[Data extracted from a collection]
##############################
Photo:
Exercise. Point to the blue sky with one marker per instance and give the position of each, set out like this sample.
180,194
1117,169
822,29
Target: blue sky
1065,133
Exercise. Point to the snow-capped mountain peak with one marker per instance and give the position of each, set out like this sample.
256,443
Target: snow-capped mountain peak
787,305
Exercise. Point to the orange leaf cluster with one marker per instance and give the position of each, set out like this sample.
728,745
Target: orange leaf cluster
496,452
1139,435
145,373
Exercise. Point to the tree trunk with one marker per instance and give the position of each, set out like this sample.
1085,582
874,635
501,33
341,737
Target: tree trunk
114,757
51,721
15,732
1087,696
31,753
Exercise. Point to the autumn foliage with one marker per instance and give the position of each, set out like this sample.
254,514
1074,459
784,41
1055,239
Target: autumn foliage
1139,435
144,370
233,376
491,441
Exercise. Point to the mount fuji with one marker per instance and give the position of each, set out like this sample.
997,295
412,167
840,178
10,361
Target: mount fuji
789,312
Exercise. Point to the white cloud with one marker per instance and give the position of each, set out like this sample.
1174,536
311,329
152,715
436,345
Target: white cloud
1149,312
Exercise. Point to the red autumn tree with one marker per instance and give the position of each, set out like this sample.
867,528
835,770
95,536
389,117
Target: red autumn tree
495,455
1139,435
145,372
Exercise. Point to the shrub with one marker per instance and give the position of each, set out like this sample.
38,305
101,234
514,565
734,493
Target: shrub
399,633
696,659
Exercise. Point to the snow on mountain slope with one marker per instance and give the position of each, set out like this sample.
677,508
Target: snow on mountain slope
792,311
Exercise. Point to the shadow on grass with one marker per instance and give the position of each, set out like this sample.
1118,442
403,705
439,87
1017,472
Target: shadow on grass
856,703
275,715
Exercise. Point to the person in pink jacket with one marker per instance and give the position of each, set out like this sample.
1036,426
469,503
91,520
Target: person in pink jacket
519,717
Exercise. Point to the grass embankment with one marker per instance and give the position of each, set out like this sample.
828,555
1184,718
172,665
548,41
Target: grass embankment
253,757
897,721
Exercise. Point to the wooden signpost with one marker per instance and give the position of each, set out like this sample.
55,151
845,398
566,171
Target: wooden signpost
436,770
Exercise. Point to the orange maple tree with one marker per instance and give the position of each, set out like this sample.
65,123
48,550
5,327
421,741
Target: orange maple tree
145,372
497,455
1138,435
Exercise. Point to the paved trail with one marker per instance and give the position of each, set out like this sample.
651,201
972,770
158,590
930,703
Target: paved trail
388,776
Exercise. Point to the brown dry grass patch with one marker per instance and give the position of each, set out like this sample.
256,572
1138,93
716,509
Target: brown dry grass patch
##############################
The required output is the full set of entries, reproduced verbatim.

• Result for this exercise:
Photo:
Exercise. Point to the blue sky with one marker per instance and give the position of each, set out like this sample.
180,194
1117,169
822,29
Target: blue sky
1065,133
Exercise. Point to the snow-capped mountain peak with one marker per instance and give the position of each, set out like this sample.
256,443
Target: snow-capped mountain peak
787,305
Exercise. Point to the orange leaf cluster with one marker per instance and give the position of each, set out like this sample.
728,745
Target: orange leaf cluster
496,452
1139,435
145,373
Exercise. Point to the tree trunk with one marker per instance and give the position of each, set out like this sample.
1085,582
874,635
501,33
341,737
Target: tree trunk
114,757
51,721
15,732
1087,696
31,753
Exercise. Point to the autumn foliage with one marker per instance and give the position of each, set out like this sample.
254,514
1074,459
784,41
1055,239
Target: autumn foliage
1139,435
144,370
233,376
491,441
Exercise. Point to the mount fuji with one marker per instance and give the position of each, set out like this sample.
997,295
412,167
840,178
10,361
Target: mount fuji
789,312
Exercise. Point to the white cloud with one marker per instance and give the position of each, set out like this sample.
1174,536
311,329
152,715
436,345
Target: white cloud
1149,312
Exercise. Point to the red autumn tree with one marker per instance and give the position of each, set out like this sample.
867,528
835,770
95,536
389,117
Target: red autumn tree
495,455
1139,435
145,372
Exercise. Point to the shrub with one marker per instance and give the position of each, set out like this sample.
38,305
101,234
514,565
734,493
Target: shrub
399,633
696,659
Exercise. Point to the snow on mountain slope with one marker per instance and give the position of each, set out like this sample.
677,508
Target: snow on mountain slope
792,311
Exercise. Point to the shadow on grass with one marker per instance and give the position of each, set out like this sample.
1118,442
403,705
439,87
1017,472
Target: shadow on grass
856,703
275,715
Exercise. Point to the person in pink jacket with one marker per instance and give the position of each, set out like this sample.
1036,426
469,503
91,520
Target: person in pink jacket
519,717
Exercise. Point to the grass embankment with one marker per instance and give the position of each, set out like this sample.
828,555
1184,718
172,665
548,41
Target: grass embankment
253,757
897,721
Exercise. Point to the wooden signpost with one marker per instance and give the position of each, set out like this sample.
55,151
845,398
566,171
Target: wooden signpost
436,770
Exercise. Point to the orange maple tree with one marker per instance and give the position of each, set out like this sample.
65,123
48,550
5,327
421,741
Target: orange maple tree
145,372
497,455
1138,435
Exercise. Point to the paved trail with one marker per instance and give the position of each, set out like this sample.
651,201
972,770
158,590
930,703
Target: paved trail
388,776
Exercise. Point to the brown dry grass patch with one marker per instance and give the position of each, set out like this sample.
256,572
1138,93
716,509
Target: brown dry grass patch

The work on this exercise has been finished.